◆ WRITTEN TASK: Collect every line in the data below that contains the word "roof", copying each one in full.

* Start AVAILABLE RECORDS *

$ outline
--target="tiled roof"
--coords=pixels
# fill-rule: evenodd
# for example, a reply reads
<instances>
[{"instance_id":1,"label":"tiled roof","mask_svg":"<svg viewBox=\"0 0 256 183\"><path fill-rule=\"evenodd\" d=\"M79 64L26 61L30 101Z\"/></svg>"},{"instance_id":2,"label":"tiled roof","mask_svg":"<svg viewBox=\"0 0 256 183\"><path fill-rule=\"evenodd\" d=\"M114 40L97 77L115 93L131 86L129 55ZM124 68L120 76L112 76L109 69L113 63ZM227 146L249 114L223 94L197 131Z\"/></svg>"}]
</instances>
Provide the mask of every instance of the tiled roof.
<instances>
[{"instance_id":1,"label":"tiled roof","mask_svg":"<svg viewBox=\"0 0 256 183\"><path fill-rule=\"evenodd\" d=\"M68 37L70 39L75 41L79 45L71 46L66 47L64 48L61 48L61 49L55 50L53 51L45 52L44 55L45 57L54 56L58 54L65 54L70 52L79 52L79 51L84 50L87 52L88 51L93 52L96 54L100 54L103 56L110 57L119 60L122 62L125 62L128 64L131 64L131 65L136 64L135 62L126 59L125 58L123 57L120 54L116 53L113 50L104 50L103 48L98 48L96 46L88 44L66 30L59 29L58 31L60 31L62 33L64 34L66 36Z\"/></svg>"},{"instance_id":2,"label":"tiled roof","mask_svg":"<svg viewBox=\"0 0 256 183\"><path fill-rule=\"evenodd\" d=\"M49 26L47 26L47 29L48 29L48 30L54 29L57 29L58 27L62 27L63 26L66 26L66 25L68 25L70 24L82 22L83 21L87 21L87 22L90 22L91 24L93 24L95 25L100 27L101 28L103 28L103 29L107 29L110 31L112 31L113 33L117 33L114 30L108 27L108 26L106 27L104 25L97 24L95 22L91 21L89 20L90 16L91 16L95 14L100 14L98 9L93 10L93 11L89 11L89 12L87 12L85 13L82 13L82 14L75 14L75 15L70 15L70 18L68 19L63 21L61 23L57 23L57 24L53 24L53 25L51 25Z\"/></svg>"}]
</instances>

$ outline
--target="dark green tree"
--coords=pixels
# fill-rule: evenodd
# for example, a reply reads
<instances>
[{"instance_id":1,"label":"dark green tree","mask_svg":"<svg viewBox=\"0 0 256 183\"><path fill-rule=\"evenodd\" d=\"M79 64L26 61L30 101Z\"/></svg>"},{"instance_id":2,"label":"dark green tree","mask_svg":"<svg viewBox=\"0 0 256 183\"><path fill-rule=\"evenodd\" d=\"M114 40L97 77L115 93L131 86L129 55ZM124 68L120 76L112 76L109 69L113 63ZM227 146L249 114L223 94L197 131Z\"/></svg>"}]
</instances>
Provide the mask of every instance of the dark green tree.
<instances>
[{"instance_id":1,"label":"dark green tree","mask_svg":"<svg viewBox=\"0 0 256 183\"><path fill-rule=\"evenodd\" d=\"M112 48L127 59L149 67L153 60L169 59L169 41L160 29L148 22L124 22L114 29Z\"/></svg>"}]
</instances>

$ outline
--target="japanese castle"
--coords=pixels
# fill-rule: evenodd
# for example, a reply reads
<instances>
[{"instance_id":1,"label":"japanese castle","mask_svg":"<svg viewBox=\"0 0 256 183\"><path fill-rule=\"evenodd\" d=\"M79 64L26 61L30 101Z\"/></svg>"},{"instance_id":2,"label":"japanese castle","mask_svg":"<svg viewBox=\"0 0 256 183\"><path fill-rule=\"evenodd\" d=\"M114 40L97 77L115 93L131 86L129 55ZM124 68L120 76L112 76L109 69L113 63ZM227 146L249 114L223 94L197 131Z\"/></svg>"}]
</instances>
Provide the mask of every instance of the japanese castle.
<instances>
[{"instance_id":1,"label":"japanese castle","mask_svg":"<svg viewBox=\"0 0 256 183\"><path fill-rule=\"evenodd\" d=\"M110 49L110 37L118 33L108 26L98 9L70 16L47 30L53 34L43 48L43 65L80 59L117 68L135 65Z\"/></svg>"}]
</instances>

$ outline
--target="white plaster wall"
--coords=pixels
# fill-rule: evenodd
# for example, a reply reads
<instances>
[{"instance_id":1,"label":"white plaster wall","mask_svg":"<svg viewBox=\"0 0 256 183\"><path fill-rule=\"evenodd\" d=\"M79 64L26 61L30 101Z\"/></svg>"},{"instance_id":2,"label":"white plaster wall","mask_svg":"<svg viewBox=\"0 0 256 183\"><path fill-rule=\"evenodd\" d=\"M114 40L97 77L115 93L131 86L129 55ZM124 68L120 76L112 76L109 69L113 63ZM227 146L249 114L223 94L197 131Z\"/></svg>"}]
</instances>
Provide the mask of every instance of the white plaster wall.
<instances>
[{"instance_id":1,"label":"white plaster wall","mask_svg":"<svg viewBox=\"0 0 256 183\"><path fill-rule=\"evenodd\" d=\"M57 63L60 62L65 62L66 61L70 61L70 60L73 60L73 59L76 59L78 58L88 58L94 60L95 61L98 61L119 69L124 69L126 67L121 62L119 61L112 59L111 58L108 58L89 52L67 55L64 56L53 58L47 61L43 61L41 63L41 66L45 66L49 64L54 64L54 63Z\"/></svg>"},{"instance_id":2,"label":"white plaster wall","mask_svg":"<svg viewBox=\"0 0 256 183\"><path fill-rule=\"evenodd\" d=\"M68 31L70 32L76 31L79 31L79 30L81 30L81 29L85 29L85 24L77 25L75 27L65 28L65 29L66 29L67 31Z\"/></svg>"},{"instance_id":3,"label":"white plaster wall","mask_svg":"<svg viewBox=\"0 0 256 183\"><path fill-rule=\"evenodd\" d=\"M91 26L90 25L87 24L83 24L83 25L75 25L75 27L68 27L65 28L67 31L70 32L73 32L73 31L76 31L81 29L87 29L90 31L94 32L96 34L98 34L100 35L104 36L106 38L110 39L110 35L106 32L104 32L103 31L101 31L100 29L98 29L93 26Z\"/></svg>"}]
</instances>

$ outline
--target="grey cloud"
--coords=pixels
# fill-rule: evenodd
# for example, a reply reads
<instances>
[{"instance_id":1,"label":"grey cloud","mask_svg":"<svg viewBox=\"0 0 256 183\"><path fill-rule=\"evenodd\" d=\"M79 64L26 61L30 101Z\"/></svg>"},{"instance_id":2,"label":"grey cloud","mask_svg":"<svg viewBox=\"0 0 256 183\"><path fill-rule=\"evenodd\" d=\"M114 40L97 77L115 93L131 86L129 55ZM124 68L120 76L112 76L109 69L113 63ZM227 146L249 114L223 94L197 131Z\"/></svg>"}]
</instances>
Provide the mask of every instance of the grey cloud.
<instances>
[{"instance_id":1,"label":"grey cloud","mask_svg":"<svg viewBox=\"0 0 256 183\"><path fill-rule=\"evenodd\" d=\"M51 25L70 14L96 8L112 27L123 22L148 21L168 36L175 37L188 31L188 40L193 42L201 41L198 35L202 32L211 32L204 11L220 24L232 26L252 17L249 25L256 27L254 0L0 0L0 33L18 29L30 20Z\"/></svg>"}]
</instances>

* End AVAILABLE RECORDS *

◆ THE COMPLETED TASK:
--target="tiled roof"
[{"instance_id":1,"label":"tiled roof","mask_svg":"<svg viewBox=\"0 0 256 183\"><path fill-rule=\"evenodd\" d=\"M79 64L26 61L30 101Z\"/></svg>"},{"instance_id":2,"label":"tiled roof","mask_svg":"<svg viewBox=\"0 0 256 183\"><path fill-rule=\"evenodd\" d=\"M114 40L97 77L115 93L131 86L129 55ZM124 68L120 76L112 76L109 69L113 63ZM227 146L249 114L223 94L197 131Z\"/></svg>"}]
Provide the mask of every instance of the tiled roof.
[{"instance_id":1,"label":"tiled roof","mask_svg":"<svg viewBox=\"0 0 256 183\"><path fill-rule=\"evenodd\" d=\"M68 37L70 39L75 41L79 45L71 46L66 47L64 48L61 48L61 49L55 50L53 51L45 52L44 55L45 57L54 56L58 54L65 54L70 52L79 52L79 51L84 50L87 52L88 51L93 52L96 54L100 54L103 56L110 57L119 60L122 62L125 62L128 64L131 64L131 65L136 64L135 62L126 59L125 58L123 57L120 54L116 53L113 50L104 50L103 48L98 48L96 46L88 44L66 30L59 29L58 31L60 31L62 33L64 34L66 36Z\"/></svg>"},{"instance_id":2,"label":"tiled roof","mask_svg":"<svg viewBox=\"0 0 256 183\"><path fill-rule=\"evenodd\" d=\"M49 26L47 26L47 29L48 29L48 30L54 29L57 29L58 27L62 27L63 26L66 26L66 25L68 25L70 24L82 22L83 21L87 21L87 22L90 22L91 24L93 24L95 25L100 27L101 28L103 28L103 29L107 29L110 31L112 31L113 33L117 33L114 30L108 27L108 26L106 27L104 25L97 24L95 22L91 21L89 20L90 16L91 16L95 14L100 14L98 9L93 10L93 11L89 11L89 12L87 12L85 13L82 13L82 14L75 14L75 15L70 15L70 18L68 19L63 21L61 23L57 23L57 24L53 24L53 25L51 25Z\"/></svg>"}]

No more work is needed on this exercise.